▶ Reading text
Ambrose Edward Barlow, O.S.B. (1585 – 10 September 1641) was an English Benedictine monk who is venerated as a saint in the Catholic Church. He is one of a group of saints canonized by Pope Paul VI who became known as the Forty Martyrs of England and Wales.

Early life and education

Ambrose was born at Barlow Hall, Chorlton-cum-Hardy, near Manchester in 1585 (in the parish of Manchester). He was the fourth son of the nobleman Sir Alexander Barlow and his wife Mary, daughter of Sir Urian Brereton of Handforth Hall. The Barlow family had been reluctant converts to the Church of England following the suppression of the Catholic Church in England and Wales. Ambrose's grandfather died in 1584 whilst imprisoned for his beliefs and Sir Alexander Barlow had two thirds of his estate confiscated as a result of his refusing to conform with the rules of the new established religion. On 30 November 1585, Ambrose was baptised at Didsbury Chapel and his baptism entry reads "Edwarde legal sonne of Alex' Barlowe gent' 30".  Ambrose went on to adhere to the Anglican faith until 1607, when he converted to Roman Catholicism.

▶ Data block
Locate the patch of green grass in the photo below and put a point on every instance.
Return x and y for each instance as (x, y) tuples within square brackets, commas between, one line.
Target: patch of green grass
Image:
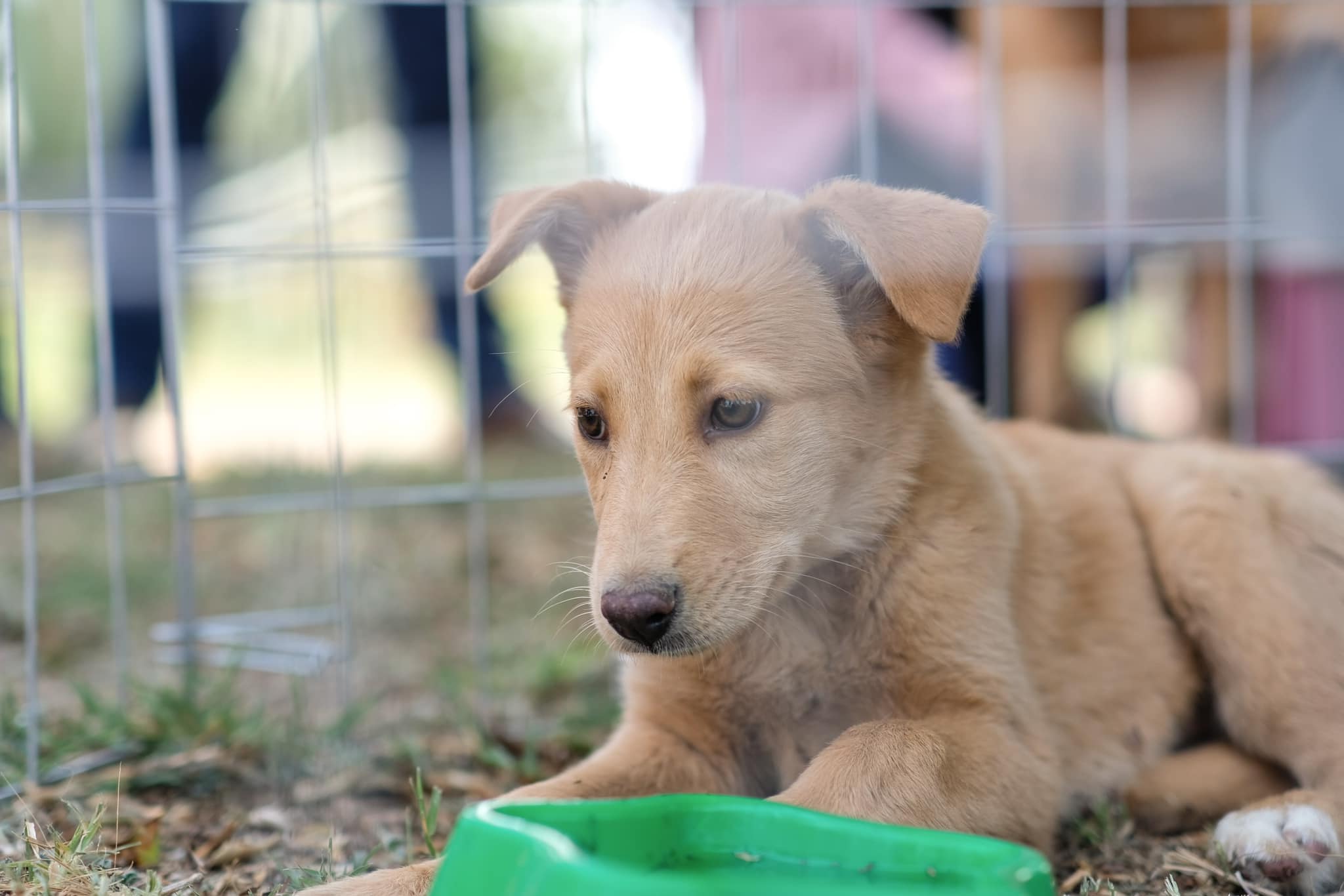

▶ Given exercise
Summarize the passage on Ambrose Barlow in two sentences.

▶ Correct output
Ambrose Edward Barlow (1585–1641) was an English Benedictine monk, venerated as a Catholic saint and canonized by Pope Paul VI as one of the Forty Martyrs of England and Wales. He was born at Barlow Hall near Manchester into a family whose members had suffered imprisonment and the confiscation of an estate over their beliefs, and after his baptism at Didsbury Chapel in 1585 he adhered to the Anglican faith until converting to Roman Catholicism in 1607.